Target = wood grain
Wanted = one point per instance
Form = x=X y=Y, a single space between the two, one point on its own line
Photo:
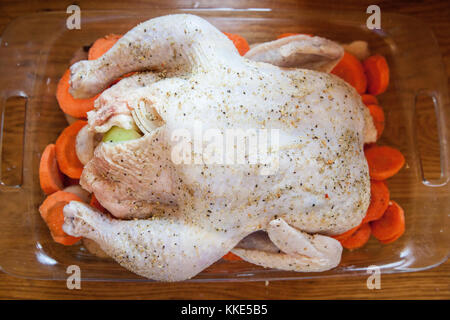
x=430 y=284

..........

- _Your instructions_:
Write the records above out again exactly, with no pictures in your copy.

- _Complete output_:
Target = wood grain
Wanted = one point per instance
Form = x=X y=Y, a single space between the two, one point on its own line
Photo:
x=430 y=284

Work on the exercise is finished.